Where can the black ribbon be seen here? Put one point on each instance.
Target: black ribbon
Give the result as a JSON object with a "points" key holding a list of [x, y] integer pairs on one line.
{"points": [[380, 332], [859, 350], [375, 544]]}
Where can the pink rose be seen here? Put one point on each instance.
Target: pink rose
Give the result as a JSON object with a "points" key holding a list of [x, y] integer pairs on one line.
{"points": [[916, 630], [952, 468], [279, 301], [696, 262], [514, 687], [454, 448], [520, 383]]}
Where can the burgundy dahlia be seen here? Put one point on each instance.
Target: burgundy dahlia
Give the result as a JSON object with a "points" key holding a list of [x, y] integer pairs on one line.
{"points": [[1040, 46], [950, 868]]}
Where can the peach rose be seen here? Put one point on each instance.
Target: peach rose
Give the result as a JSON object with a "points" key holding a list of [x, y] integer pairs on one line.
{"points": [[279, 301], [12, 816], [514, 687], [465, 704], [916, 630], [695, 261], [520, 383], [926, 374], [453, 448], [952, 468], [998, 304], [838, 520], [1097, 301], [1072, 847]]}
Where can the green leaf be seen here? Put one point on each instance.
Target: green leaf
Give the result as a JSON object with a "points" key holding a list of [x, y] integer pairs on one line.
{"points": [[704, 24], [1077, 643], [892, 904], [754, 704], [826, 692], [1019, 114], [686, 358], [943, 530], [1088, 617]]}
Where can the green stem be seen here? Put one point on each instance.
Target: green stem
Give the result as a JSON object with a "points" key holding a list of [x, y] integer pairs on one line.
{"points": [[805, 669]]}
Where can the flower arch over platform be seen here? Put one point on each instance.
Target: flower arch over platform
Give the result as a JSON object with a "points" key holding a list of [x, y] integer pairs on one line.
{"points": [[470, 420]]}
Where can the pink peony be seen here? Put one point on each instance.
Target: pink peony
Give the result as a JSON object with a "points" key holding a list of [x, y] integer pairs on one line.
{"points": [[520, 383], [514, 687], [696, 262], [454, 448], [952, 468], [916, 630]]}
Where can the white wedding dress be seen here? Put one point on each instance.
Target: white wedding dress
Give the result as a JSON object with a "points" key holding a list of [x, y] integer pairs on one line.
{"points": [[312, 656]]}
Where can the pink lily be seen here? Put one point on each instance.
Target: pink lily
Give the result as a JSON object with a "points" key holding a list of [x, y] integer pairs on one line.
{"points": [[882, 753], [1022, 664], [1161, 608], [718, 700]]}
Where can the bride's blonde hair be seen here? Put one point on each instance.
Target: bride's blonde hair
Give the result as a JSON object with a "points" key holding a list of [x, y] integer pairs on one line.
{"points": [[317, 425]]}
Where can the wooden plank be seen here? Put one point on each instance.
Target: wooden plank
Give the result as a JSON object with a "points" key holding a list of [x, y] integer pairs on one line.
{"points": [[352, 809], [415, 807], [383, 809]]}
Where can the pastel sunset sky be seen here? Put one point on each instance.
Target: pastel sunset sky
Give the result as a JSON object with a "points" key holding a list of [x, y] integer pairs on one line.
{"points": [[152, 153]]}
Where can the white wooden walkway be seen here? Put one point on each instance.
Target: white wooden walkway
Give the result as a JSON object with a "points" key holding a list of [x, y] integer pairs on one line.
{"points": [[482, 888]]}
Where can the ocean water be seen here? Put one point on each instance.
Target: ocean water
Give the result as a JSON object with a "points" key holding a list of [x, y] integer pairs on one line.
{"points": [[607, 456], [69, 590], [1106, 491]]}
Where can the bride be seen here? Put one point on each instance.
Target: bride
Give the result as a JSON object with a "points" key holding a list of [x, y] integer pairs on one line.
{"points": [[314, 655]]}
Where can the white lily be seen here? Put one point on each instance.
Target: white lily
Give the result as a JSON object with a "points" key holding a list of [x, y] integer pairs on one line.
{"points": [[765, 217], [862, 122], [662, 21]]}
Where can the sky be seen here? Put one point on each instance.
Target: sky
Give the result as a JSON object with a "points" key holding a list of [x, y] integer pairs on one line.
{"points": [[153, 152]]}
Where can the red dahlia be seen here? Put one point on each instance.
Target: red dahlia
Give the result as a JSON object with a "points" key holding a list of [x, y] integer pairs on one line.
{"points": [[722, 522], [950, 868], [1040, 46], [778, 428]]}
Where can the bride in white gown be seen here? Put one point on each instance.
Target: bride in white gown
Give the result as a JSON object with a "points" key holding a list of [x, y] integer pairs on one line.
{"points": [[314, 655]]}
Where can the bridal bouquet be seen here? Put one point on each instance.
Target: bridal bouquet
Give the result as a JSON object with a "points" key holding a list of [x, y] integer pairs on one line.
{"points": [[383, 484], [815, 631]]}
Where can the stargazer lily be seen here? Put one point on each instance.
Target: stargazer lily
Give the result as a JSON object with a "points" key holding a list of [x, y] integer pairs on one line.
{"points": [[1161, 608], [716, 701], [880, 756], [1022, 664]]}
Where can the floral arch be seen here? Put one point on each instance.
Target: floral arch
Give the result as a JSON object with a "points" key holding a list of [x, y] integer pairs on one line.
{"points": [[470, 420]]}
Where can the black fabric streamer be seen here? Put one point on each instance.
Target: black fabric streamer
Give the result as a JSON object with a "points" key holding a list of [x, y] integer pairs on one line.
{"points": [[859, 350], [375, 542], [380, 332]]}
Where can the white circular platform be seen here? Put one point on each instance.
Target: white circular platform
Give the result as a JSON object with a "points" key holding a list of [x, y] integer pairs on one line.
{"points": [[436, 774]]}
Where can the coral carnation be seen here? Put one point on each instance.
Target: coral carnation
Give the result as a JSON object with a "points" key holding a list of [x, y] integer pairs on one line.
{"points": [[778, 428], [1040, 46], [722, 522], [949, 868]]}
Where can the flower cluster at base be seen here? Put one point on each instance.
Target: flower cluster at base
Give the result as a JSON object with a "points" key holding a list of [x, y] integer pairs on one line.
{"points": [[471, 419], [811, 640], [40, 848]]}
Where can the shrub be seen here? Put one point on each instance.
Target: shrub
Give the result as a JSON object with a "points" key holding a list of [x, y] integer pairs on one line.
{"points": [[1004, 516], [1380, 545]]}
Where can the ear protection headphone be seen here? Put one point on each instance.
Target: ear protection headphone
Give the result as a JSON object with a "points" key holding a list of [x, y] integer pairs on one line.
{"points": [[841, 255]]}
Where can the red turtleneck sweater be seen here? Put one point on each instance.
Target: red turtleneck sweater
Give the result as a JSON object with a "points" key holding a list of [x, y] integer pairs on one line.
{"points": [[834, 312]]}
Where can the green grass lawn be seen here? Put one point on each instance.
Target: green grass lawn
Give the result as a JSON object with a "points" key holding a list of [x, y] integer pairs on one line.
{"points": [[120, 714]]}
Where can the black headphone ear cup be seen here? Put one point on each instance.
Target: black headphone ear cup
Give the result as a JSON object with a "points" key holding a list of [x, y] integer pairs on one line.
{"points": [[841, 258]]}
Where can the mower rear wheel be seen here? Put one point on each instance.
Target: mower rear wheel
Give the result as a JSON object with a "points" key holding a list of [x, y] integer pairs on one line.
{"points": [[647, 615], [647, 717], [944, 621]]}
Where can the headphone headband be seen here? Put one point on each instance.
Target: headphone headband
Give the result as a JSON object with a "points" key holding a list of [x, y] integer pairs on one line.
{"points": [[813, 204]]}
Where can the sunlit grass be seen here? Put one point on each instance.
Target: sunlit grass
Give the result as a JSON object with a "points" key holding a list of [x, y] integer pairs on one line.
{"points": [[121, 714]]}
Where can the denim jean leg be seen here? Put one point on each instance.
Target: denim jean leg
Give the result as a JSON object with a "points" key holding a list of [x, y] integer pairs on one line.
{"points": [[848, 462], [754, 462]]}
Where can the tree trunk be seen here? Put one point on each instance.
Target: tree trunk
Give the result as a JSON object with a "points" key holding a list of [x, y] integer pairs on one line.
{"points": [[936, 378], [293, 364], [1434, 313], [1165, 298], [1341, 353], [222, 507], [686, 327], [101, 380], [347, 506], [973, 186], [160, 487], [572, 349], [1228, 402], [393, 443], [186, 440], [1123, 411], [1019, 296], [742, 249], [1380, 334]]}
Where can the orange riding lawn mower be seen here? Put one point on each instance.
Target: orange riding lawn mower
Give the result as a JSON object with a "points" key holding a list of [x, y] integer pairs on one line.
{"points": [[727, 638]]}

*Problem to work on:* In the listing above, how many lines hold the word "ribbon"? Give the number and nothing more.

*Written reply:* 2